To do: Rewrite everything below, from the line containing "of the black" down to the line containing "[[24, 228]]", both included, as a JSON list of strings with one string per line. Skip blank lines and leave out the pictures.

Exercise inputs:
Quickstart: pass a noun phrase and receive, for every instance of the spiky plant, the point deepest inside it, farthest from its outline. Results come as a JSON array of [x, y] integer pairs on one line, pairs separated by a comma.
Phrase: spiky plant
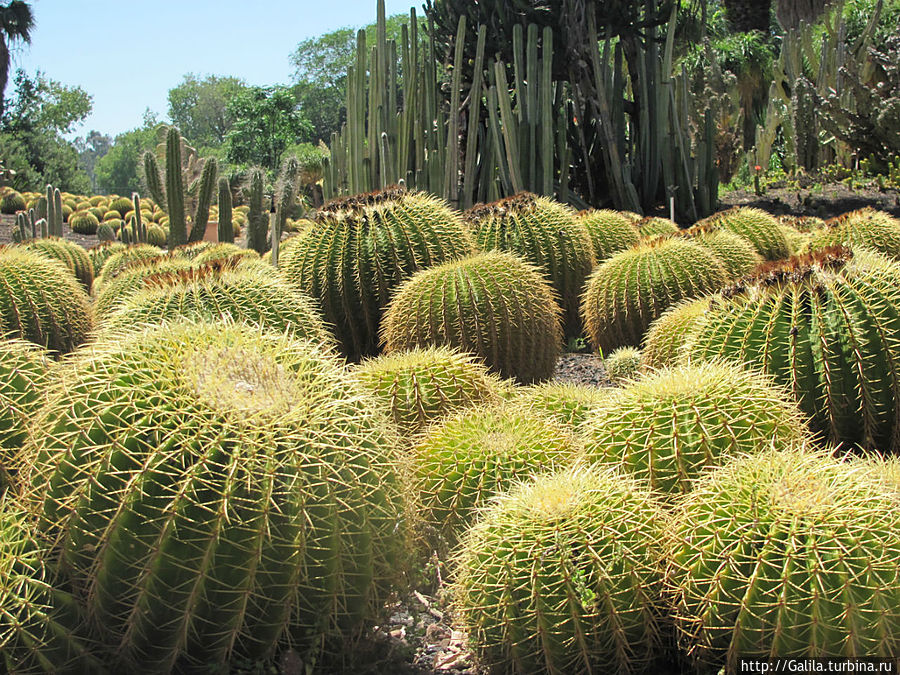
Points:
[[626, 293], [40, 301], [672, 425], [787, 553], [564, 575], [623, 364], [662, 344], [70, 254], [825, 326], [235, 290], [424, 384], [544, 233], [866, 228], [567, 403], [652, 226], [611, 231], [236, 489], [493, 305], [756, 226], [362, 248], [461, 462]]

...

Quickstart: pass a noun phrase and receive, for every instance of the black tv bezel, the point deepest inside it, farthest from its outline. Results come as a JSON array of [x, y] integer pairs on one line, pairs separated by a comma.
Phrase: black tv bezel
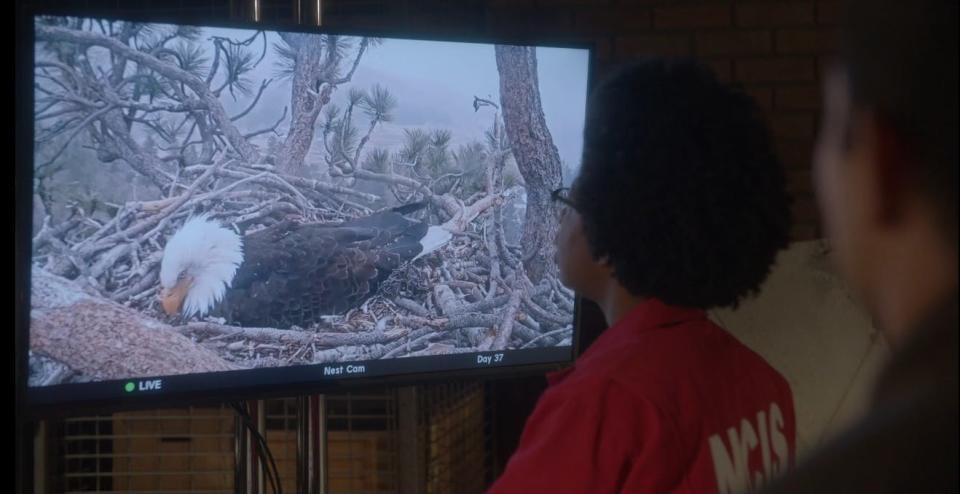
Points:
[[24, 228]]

Solution to the exercise:
[
  "Quickstart: pass a noun phrase and receive, for every instance of the black tv bezel, the point deepest inside it, farthest from its outline. Results come as a JSON array of [x, y] integer pairs on one line, pairs separated by a comma.",
  "Phrase: black tv bezel",
  "Points:",
  "[[24, 228]]"
]